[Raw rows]
-- BEGIN --

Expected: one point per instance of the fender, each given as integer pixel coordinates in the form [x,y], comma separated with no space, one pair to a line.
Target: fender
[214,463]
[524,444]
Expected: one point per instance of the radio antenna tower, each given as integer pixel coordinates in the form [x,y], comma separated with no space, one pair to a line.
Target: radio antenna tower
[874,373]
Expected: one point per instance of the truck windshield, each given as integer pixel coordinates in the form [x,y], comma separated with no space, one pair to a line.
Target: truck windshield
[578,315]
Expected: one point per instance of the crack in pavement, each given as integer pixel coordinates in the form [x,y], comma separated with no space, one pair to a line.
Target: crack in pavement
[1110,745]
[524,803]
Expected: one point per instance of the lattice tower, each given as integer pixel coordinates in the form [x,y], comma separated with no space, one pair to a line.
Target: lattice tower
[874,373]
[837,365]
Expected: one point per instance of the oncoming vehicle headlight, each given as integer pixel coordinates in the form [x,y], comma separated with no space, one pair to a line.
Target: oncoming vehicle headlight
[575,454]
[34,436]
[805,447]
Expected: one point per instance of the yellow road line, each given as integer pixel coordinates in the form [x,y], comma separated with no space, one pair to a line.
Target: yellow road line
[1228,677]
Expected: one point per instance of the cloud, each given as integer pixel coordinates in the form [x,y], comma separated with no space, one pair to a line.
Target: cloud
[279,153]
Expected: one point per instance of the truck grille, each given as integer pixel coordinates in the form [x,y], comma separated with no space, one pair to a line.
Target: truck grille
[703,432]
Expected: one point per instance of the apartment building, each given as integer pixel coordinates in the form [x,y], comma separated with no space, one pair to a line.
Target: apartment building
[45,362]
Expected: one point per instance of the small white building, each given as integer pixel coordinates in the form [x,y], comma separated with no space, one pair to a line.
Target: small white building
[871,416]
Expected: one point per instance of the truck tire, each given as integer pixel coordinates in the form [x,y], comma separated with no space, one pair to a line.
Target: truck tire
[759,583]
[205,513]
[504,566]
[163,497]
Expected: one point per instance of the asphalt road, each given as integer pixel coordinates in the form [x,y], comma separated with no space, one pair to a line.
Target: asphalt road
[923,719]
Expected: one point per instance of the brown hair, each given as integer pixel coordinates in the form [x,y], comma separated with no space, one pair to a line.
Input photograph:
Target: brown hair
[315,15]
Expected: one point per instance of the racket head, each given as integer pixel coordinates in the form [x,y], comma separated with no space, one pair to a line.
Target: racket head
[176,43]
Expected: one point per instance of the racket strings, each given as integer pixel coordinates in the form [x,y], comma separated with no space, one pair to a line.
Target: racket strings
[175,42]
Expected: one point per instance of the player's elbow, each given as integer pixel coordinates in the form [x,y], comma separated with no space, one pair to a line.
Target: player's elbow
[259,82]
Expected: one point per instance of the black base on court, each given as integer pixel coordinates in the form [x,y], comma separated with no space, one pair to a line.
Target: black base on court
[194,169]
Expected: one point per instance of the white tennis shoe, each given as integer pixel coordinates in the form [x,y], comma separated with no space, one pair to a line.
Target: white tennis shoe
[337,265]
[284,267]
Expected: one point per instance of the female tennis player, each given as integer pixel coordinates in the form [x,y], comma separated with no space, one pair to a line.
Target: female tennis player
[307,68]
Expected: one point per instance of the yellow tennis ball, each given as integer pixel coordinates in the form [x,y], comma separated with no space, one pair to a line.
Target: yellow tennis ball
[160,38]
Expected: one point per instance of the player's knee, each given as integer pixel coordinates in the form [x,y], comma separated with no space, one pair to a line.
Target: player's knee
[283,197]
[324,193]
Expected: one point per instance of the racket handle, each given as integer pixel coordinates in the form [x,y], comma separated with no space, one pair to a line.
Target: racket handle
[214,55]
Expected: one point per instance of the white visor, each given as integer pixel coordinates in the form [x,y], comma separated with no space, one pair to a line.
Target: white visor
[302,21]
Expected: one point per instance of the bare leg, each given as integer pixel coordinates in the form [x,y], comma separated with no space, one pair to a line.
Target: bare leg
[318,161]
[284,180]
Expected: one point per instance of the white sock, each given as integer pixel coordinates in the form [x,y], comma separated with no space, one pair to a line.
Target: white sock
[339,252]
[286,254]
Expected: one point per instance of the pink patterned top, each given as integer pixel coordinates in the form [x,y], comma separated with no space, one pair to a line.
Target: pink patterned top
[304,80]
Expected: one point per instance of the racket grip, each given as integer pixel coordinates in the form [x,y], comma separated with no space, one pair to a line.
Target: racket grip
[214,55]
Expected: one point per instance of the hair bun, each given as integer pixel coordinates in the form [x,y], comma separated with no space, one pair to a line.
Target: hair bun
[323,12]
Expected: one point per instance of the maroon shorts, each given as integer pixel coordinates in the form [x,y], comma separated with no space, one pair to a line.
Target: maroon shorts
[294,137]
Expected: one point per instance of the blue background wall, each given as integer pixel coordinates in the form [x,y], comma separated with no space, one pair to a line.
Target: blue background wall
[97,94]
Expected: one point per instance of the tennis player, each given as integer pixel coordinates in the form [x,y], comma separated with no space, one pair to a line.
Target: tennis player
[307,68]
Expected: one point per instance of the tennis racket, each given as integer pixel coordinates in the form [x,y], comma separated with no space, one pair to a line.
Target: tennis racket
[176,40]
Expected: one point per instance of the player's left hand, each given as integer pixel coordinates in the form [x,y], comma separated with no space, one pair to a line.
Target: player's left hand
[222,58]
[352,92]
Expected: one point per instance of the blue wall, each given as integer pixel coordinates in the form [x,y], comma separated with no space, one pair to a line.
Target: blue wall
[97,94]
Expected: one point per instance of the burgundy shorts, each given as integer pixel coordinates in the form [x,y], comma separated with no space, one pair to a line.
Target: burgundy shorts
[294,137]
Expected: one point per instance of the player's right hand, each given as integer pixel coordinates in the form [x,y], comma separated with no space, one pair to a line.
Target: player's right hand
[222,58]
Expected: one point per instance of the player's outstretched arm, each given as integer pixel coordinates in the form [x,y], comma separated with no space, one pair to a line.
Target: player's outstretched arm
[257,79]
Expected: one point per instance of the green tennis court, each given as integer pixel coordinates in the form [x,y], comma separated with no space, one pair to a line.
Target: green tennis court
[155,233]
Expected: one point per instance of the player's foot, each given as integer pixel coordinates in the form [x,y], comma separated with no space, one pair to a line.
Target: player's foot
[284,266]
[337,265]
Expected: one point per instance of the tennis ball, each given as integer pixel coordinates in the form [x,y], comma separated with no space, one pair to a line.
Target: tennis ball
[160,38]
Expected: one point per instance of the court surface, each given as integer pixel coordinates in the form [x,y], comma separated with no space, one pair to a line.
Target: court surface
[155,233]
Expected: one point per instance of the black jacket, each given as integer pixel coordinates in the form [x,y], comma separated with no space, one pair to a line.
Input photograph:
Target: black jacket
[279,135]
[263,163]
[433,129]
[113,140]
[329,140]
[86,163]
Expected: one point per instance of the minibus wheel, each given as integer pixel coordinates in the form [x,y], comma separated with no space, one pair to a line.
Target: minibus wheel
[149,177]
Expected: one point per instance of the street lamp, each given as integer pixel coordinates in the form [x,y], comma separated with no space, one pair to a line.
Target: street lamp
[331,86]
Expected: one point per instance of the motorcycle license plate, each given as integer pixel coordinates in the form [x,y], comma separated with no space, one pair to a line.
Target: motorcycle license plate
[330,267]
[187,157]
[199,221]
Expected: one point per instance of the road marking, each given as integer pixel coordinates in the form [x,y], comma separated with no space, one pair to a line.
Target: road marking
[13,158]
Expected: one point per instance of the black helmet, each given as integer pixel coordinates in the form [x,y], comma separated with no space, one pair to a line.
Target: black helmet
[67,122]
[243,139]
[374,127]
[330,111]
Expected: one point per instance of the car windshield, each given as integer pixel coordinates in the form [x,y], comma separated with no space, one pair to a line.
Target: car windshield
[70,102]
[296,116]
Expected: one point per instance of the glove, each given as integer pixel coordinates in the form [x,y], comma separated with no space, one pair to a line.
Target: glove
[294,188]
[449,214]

-- END --

Directions for this task - Output the stretch of rows above, from the line that contains "Expected: one point per instance of the car" through the last line of the rows, as a JSON list of strings with one string per line and blank lines left out.

Full answer -
[
  "Expected: one point per instance of the car windshield, each given as integer pixel coordinates in the form [x,y], comma separated with no space, one pair to a line.",
  "Target: car windshield",
  "[70,102]",
  "[296,116]",
  "Expected: one point per instance of the glove, each given as integer pixel coordinates in the form [x,y], comma separated with no space, one pair to a line.",
  "Target: glove",
  "[294,188]",
  "[449,214]"
]